> [Yapılacak İşler]:
1 – Verilen metinde "Çok hızlı ve" sözlerinden başlayıp "savaşarak başarı kazandı." sözleri de dahil olmak üzere oraya kadar uzanan bölümü hiç değiştirmeden tekrar yazın.
2 – Verilen metinde adı geçen kişilerin hepsini sıralayın.

> [Verilen Metin]:
--- --- ---

Çok hızlı ve çok şaşırtıcı hamleler içinde olan teknologiye rağmen bütün insanları sarıp sarmalayan cehalet neden doğdu? Aydınlanma göklerin sırrının Kopernik eliyle, yerleşmenin (insan elinin) sırrının Darwin eliyle hal yoluna sokulduğuna inananların yüzyılıydı. Karl Marx kendini hal yoluna sokucular listesine eklemek istiyordu. (…) İddialar yeni iddialar üretmekten daha fazla işe yaramadı. Marksizm’in yanına bir de Leninizm ilâve etmek zorunda kaldık. (…) Ruslar Almanlarla, Nazileşmiş Almanlara karşı komünist idealler uğruna savaşarak değil ihtilâlcilerin devirdiği çarlığın sancakları uğruna savaşarak başarı kazandı.

--- --- ---

> [Sağlanan Malzeme]:

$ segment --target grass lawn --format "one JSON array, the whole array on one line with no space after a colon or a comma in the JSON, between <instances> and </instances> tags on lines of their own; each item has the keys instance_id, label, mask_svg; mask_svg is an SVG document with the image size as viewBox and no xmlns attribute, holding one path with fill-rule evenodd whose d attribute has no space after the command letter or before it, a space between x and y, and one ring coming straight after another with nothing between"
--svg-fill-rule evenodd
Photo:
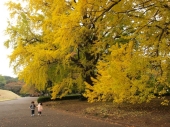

--- --- ---

> [Nihai Cevaplar]:
1 –
Çok hızlı ve çok şaşırtıcı hamleler içinde olan teknologiye rağmen bütün insanları sarıp sarmalayan cehalet neden doğdu? Aydınlanma göklerin sırrının Kopernik eliyle, yerleşmenin (insan elinin) sırrının Darwin eliyle hal yoluna sokulduğuna inananların yüzyılıydı. Karl Marx kendini hal yoluna sokucular listesine eklemek istiyordu. (…) İddialar yeni iddialar üretmekten daha fazla işe yaramadı. Marksizm’in yanına bir de Leninizm ilâve etmek zorunda kaldık. (…) Ruslar Almanlarla, Nazileşmiş Almanlara karşı komünist idealler uğruna savaşarak değil ihtilâlcilerin devirdiği çarlığın sancakları uğruna savaşarak başarı kazandı.

2 – Kopernik, Darwin, Karl Marx